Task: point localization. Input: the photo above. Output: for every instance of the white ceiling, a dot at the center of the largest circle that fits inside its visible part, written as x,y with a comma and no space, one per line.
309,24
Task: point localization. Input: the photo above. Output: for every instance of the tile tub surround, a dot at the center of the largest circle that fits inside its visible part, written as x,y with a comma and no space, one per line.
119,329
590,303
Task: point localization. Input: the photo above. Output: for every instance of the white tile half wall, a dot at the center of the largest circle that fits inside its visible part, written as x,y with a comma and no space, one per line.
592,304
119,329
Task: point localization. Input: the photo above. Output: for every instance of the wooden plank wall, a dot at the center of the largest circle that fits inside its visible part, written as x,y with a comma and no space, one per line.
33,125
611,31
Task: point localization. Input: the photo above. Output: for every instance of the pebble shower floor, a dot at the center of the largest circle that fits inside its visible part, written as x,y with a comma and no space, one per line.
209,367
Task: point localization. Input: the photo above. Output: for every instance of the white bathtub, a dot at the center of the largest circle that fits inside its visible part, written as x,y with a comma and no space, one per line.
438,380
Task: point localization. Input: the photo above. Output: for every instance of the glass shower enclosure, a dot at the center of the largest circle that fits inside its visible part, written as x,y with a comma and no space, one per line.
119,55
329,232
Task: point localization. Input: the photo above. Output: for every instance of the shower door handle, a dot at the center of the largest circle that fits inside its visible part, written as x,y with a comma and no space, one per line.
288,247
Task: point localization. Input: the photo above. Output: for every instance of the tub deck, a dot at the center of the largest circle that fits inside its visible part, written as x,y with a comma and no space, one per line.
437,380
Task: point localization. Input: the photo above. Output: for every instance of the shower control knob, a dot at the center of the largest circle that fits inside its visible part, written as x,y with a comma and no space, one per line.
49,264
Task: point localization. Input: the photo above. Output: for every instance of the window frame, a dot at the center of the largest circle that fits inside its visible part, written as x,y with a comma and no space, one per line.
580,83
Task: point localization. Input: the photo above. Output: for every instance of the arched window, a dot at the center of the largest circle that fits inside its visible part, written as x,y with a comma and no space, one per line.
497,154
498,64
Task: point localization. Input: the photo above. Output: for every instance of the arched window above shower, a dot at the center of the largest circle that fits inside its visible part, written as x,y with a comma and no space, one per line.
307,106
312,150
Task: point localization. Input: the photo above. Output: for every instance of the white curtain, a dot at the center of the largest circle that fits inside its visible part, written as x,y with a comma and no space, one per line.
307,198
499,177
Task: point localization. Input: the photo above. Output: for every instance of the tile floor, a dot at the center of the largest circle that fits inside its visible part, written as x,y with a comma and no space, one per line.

> **WHAT YOU HAVE TO DO**
Reproduce the entries above exactly.

> **COMPLETED EXERCISE**
Task: point localization. Input: the photo above. Output: for every instance of the white ceiling, a dot at the center of the largest circle that fits inside its visible part, written as x,y with a comma and no space, one per line.
309,24
Task: point localization. Input: the photo above. Output: for every instance of the tile tub surround, a dot at the center of the largest circle that fits inside its visible part, written as x,y with a comma and no space, one per line.
119,329
590,303
Task: point localization. Input: the photo above. Output: for every instance of the white tile half wall, a dot at the center of the largest circle that fits inside its visible part, written as x,y with a comma and no space, one per line.
592,304
119,329
Task: point localization. Input: the photo above. Output: for every instance of the wooden plank wall, a dot at the center of the largest circle that fits inside its visible part, written as x,y with a comma and no space, one per line.
33,125
611,31
Task: point localization. Input: the photo above. Output: for every instance of the pebble shower floor, a dot at the center of the largest circle that fits inside its visible part, written as x,y with a comma and no space, one per line.
209,367
Task: point localization. Input: the photo above. Output: for every instance of the white bathtub, a dot at the center of the largest circle that fits inside its visible part, written as x,y with a comma and no space, one per line.
438,380
Task: point localization. Input: the photo above. Output: for every instance of the glass shower enclosure, a dot at the center of the largest circle that fits inside its visible part, written as x,y with a comma and no space, one per line.
119,55
329,232
Task: point localization. Input: the photo above. Output: for every instance of the shower door handle, a dot at the center of the largest circle that fits inside its visible part, written as x,y with a comma and no space, one per line.
288,247
Task: point localization. Input: the photo above. Output: for every instance of the tub deck, a dot at the center of the largest circle that fits inside its visible part, written as x,y with a comma and no space, one per line.
437,380
Task: point localization. Input: the photo above. Output: for every instance of the shower control knob, a dot at the center of the largest circle that fits inside its visible part, written as x,y with a comma and no space, one per line.
49,264
Task: point localization. Input: the photo above. Output: for every instance of the window frame, a dot at the center of the largest circle that fits inside its visible part, written as x,y with a comma and no space, one per line.
580,83
Task: point localization. Input: the photo above. Output: for every instance of the arched window, a dot at the center of the largest circle that fits inside its visible part, written as x,y with a comma and no space, one per line.
497,154
498,64
Task: point localization. Input: the photo above. Output: for every instance of the arched window above shower, a dot at the center of the largest circle that fits inside its visible part, written as x,y with a comma and no space, one per line.
307,106
312,150
Task: point localization. Input: the photo above. Output: for every instance of the white curtain, a dot at the center of the largest circle that fits inside its visible part, written as x,y with a comma and no space, one per line.
307,198
499,177
Task: point localization. Input: the photo above. Output: for every instance of the tile floor, a dot at the center of the largest circle that fits inside its visible part, written as x,y with a comma and no space, one per line.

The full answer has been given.